◆ Task description: In the comment thread below, how many Senators does the Iowa caucus goer say voted for Biden's Iraq plan?

== Reading text ==

The Democrats simply repeat the same tired mantras against capitalism. Capitalism is what has made America rich and strong. Many politicians have never worked in industry and have no idea how to make money, only to take it away from productive citizens.

James Heaps-Nelson

Posted by: jheapsnelson | December 25, 2007 6:13 PM | Report abuse

You think Joe "Plagerizer" Biden is going to get more than 15% statewide?!

Posted by: JakeD | December 19, 2007 6:27 PM | Report abuse

I predict that Ms. Bull will caucus for Biden. He is the candidate with the proven ability to reach across the aisle to get things done, as he did when he got 75 Senators to vote for his Iraq plan. He is bright, funny and a wonderfully likeable person. I am an Iowa caucus goer who is going to caucus for him. He already has enough support in my precinct to be viable, even if attendance is more than 2004.

Posted by: snelson648 | December 19, 2007 6:21 PM | Report abuse

On the topic of John Edwards's alleged infidelity, this week the CBS EVENING NEWS continues its series 'Primary Questions' where Katie Couric sits down with the presidential candidates and asks what makes them tick . . . everything from losing their tempers to the biggest mistake they've ever made

KATIE COURIC: Harry Truman said, "A man not honorable in his marital relations is not usually honorable in any other." Some people don't feel comfortable supporting a candidate who has not remained faithful to his or her spouse. Can you understand their position?

SEN. JOHN EDWARDS: Of course. I mean, for a lot of Americans -- including the family that I grew up with, I mean, it's -- it's fundamental to -- how you judge people and human character -- whether you keep your word, whether you keep what is your ultimate word, which is that -- you love -- your spouse, and you'll stay with them.

KATIE COURIC: Do you think -- what -- what about people who use that as a way to evaluate a candidate? In other words, there have been a number of fine presidents according to some analysts-


KATIE COURIC: -- who have certainly not been sort of exhibited the greatest moral character --


KATIE COURIC: -- when it comes to infidelity --


KATIE COURIC: -- I guess is what I'm getting at.


KATIE COURIC: So how important do you think it is in the grand scheme of things?

SEN. JOHN EDWARDS: I think the most important qualities in a president in today's world are trustworthiness -- sincerity, honesty, strength of leadership. And -- and certainly that goes to a part of that. It's not the whole thing. But it goes to a part of it.

===
== Recorded information ==

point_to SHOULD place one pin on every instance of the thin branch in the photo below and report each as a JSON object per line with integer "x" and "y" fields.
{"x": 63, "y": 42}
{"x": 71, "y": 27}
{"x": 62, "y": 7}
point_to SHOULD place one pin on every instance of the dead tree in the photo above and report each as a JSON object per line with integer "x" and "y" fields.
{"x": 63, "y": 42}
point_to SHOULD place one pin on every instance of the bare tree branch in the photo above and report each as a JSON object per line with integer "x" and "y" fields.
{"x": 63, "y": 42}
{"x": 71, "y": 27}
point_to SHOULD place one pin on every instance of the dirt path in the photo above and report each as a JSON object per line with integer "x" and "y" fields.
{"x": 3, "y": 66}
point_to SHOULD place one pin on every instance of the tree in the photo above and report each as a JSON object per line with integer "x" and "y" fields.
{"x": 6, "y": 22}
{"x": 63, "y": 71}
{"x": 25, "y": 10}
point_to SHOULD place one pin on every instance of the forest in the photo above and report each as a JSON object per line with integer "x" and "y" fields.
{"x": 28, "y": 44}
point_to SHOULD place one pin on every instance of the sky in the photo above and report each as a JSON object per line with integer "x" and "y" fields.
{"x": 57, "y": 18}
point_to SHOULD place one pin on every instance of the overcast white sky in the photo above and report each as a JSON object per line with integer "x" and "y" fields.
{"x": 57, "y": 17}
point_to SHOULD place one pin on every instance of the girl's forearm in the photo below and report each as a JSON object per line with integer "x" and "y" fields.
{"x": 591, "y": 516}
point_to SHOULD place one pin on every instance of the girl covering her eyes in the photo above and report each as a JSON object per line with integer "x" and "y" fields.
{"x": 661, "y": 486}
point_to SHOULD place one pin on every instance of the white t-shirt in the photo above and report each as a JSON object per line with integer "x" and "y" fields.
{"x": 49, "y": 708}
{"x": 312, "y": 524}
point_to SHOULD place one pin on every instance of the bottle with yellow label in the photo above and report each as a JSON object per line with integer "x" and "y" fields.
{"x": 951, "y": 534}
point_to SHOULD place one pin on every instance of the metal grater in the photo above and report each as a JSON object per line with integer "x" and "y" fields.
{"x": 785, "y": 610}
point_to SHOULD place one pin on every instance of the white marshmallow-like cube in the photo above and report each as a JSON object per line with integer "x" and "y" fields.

===

◆ The reply: 75 Senators.